> Exercise brief
Rewrite everything from the line containing "In the photo above, where can the hardwood" down to the line containing "point(24, 227)", both included, adding 17 to each number in the answer coordinates. Keep the rest of each entry unchanged, including the sample coordinates in its wording.

Dataset rows:
-- start --
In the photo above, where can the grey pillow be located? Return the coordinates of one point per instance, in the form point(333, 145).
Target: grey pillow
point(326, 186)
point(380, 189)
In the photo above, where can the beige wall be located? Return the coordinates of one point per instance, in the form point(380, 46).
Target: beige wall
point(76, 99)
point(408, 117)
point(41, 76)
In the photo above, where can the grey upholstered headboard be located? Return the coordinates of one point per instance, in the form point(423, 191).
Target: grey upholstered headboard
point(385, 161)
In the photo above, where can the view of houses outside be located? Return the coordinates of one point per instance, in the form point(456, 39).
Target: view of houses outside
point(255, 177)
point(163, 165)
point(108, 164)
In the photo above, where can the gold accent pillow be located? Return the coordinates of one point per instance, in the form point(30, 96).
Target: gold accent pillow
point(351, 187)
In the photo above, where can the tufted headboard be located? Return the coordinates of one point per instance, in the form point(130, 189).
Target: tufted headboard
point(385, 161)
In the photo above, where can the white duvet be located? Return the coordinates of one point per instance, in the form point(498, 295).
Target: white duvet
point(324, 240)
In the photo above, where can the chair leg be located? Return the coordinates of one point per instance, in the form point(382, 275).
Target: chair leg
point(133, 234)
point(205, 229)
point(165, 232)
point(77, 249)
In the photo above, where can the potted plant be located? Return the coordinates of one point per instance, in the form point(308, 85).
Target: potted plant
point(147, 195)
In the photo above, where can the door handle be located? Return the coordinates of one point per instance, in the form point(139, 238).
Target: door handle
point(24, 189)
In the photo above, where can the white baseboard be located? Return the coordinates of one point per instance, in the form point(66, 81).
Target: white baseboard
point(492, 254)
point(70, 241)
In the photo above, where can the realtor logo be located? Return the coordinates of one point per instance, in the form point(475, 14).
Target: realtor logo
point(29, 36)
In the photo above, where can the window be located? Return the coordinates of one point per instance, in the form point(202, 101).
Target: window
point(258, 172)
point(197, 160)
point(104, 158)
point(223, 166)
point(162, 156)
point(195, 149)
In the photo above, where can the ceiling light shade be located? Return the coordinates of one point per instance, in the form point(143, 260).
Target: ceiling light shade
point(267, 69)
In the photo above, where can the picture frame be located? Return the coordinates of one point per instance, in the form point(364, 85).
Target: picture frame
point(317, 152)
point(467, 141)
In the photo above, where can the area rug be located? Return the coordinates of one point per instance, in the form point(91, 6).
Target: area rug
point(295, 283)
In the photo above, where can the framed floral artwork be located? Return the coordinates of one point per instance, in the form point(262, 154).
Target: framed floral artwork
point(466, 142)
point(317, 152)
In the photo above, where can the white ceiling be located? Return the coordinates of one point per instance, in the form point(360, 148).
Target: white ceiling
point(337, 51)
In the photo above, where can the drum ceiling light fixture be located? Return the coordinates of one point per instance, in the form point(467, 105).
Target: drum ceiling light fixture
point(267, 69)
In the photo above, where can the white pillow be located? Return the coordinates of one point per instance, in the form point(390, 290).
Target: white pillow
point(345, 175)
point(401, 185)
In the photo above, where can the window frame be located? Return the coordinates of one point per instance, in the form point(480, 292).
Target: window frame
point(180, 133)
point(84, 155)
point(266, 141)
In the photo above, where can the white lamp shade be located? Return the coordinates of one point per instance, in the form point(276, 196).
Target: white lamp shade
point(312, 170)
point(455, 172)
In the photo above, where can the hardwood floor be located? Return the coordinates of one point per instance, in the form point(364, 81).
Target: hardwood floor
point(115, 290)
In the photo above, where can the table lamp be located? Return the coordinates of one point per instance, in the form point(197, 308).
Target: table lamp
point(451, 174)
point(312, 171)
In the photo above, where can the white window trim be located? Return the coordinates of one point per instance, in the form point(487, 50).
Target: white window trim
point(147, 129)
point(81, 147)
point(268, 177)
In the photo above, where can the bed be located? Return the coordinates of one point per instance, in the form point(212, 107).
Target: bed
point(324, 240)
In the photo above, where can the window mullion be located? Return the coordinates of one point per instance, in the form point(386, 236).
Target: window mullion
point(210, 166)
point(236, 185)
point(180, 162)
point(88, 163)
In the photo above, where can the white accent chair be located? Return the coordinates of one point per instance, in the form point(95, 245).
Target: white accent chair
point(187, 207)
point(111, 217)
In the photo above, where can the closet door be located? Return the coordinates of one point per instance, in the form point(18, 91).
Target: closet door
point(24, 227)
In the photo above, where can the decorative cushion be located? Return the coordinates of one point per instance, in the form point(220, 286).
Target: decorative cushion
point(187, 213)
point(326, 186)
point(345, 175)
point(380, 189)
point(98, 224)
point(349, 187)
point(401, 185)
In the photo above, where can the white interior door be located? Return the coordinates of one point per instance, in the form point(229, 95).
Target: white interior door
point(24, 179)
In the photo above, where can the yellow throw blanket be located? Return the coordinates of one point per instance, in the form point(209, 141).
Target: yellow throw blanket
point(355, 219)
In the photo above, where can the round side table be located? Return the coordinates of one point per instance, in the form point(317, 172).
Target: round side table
-- end --
> Correct answer
In the photo above, where can the hardwood floor be located? Return the coordinates of one point per instance, in the form point(364, 81).
Target: hardwood floor
point(132, 307)
In the photo above, where can the table lamp be located? Return the coordinates of one point per instance, in the form point(197, 308).
Target: table lamp
point(468, 191)
point(329, 188)
In the photo above, where can the white window trim be located? Return the coordinates of one point per instance, in the form point(487, 50).
Target: white window trim
point(164, 146)
point(98, 164)
point(285, 194)
In the photo above, where can the bed be located? Return the coordinates of one point per instance, in the form point(212, 107).
Target: bed
point(341, 257)
In the photo above, where can the window mullion be located? Return the coordinates of one point per instance, in the form point(386, 236).
Target: window mullion
point(227, 183)
point(253, 202)
point(197, 179)
point(105, 180)
In the photo above, where can the white accent chair be located? Return the coordinates of one point per instance, in the form point(95, 245).
Target: white accent chair
point(204, 224)
point(128, 234)
In the photo above, where can the closet door be located? Return the coordinates of one point per instance, in the form point(18, 91).
Target: closet door
point(41, 244)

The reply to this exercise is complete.